Document extract:
---

Gloria Gaynor (Photo by Alex Arroyo)

These words capture the spirit of her new EP, Happy Tears, released in June 2025. Across five tracks, the iconic singer explores themes of unwavering strength on the aptly titled “Invincible” while celebrating independence on “Fida Known.” 

“People nowadays are so guarded, and they don’t want to show their emotions. It isn’t emotionally healthy, and we are not as cognizant of our emotional health as we need to be,” Gaynor says of the EP’s spirit, describing “happy tears” as the ones you cry at a wedding, the birth of a baby, or receiving a meaningful gift from a loved one. “I wanted to have the album with songs that are going to be not just uplifting and inspiring, but bring people joy and allow them to get out of themselves and be who they are and share themselves without fear.” 

She cites “Fida Known,” the jovial opening track, as the most personal song on the EP, as it speaks to her former marriage to Linwood and features lyrics like, Fida known that you never would’ve loved me forever / I’d of found someone better who could hold me tight / Fida known you were blind / Couldn’t see I was shining / I would’ve saved all the time and all the wasted nights, while “Invincible” finds her on the other side of that heartbreak. “I relate to that song because sometimes you face situations that seek to make you feel weak, incompetent,” she says. “‘Invincible’ is a song that I’m hoping will empower people to the point where they feel like, ‘Nothing can stop me because this is something I’m setting out to do. I’m setting my course. I’m staying on the course and I’m going to arrive where I want to arrive, and between now and then, I am invincible.’”

---

Material provided:
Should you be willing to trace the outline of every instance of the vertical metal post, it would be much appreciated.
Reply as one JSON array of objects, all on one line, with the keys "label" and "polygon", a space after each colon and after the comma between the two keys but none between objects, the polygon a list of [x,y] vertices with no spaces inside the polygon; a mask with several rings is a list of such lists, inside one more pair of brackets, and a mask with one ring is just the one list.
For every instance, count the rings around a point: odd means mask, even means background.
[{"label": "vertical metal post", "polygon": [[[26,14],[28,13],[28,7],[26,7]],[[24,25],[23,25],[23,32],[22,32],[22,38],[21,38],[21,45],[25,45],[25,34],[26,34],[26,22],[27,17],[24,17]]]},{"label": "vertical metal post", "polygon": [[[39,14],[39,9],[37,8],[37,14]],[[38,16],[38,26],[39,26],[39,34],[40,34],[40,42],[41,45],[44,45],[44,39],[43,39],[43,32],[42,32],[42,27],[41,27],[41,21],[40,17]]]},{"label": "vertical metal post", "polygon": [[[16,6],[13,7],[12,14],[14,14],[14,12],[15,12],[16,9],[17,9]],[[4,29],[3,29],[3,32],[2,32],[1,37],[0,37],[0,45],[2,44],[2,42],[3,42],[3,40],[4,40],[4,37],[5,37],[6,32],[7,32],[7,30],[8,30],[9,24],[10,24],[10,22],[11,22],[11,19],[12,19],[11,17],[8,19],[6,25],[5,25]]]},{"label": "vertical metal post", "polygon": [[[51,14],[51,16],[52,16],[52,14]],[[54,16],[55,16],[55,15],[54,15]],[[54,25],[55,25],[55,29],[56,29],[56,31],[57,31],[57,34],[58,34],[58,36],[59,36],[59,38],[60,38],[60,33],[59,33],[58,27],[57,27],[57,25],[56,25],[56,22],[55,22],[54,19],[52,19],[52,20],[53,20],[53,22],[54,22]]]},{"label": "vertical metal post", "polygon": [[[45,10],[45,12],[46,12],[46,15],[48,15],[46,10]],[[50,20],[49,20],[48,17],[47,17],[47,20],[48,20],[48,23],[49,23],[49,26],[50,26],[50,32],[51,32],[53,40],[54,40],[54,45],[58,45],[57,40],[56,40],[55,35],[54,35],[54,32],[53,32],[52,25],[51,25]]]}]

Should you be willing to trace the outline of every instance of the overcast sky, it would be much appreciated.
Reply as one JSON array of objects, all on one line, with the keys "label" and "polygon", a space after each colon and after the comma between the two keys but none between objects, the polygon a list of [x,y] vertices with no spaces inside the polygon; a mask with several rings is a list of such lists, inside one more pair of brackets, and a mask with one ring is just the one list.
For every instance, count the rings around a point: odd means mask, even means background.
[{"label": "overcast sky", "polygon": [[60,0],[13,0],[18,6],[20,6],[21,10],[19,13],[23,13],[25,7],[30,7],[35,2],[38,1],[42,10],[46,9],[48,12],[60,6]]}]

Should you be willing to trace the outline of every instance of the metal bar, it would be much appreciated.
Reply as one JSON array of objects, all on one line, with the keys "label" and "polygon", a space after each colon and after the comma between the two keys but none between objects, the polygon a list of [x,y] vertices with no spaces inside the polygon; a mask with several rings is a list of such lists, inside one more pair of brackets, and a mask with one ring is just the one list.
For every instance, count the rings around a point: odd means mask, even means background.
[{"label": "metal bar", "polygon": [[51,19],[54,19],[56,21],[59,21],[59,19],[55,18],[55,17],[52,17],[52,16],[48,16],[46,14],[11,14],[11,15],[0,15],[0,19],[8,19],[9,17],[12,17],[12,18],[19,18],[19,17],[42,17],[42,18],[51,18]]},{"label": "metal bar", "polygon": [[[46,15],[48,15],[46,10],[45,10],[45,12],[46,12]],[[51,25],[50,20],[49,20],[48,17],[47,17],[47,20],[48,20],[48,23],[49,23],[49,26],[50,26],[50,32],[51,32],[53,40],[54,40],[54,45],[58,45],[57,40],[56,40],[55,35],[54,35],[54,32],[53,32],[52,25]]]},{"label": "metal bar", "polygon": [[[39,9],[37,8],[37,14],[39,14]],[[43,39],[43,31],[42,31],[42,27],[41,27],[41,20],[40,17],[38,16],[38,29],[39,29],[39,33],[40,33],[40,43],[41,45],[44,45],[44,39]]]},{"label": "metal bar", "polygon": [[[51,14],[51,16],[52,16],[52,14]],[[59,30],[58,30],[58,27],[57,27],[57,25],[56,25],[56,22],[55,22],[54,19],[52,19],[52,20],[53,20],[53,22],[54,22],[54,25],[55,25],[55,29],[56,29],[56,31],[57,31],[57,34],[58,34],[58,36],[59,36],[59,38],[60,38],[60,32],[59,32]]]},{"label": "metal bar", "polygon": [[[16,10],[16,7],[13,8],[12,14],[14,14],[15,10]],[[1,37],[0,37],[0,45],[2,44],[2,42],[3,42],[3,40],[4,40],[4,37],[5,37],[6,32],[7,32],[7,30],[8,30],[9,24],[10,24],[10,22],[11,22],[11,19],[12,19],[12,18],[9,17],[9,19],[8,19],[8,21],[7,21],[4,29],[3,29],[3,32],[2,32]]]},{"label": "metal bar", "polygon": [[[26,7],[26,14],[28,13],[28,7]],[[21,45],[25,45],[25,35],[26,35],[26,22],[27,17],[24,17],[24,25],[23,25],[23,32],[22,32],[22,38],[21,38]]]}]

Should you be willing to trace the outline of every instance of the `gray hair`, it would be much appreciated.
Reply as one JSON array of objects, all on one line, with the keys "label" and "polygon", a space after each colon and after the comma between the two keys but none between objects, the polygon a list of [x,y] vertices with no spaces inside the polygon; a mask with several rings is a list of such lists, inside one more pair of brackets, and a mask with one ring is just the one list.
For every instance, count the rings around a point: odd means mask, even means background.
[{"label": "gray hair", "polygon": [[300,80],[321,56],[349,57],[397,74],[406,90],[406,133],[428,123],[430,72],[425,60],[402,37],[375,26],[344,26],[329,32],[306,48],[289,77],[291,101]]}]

---

What the exercise asks: Extract the entire passage above about Gloria Gaynor's EP Happy Tears, keeping every word and punctuation mark unchanged.

Response box:
Gloria Gaynor (Photo by Alex Arroyo)

These words capture the spirit of her new EP, Happy Tears, released in June 2025. Across five tracks, the iconic singer explores themes of unwavering strength on the aptly titled “Invincible” while celebrating independence on “Fida Known.” 

“People nowadays are so guarded, and they don’t want to show their emotions. It isn’t emotionally healthy, and we are not as cognizant of our emotional health as we need to be,” Gaynor says of the EP’s spirit, describing “happy tears” as the ones you cry at a wedding, the birth of a baby, or receiving a meaningful gift from a loved one. “I wanted to have the album with songs that are going to be not just uplifting and inspiring, but bring people joy and allow them to get out of themselves and be who they are and share themselves without fear.” 

She cites “Fida Known,” the jovial opening track, as the most personal song on the EP, as it speaks to her former marriage to Linwood and features lyrics like, Fida known that you never would’ve loved me forever / I’d of found someone better who could hold me tight / Fida known you were blind / Couldn’t see I was shining / I would’ve saved all the time and all the wasted nights, while “Invincible” finds her on the other side of that heartbreak. “I relate to that song because sometimes you face situations that seek to make you feel weak, incompetent,” she says. “‘Invincible’ is a song that I’m hoping will empower people to the point where they feel like, ‘Nothing can stop me because this is something I’m setting out to do. I’m setting my course. I’m staying on the course and I’m going to arrive where I want to arrive, and between now and then, I am invincible.’”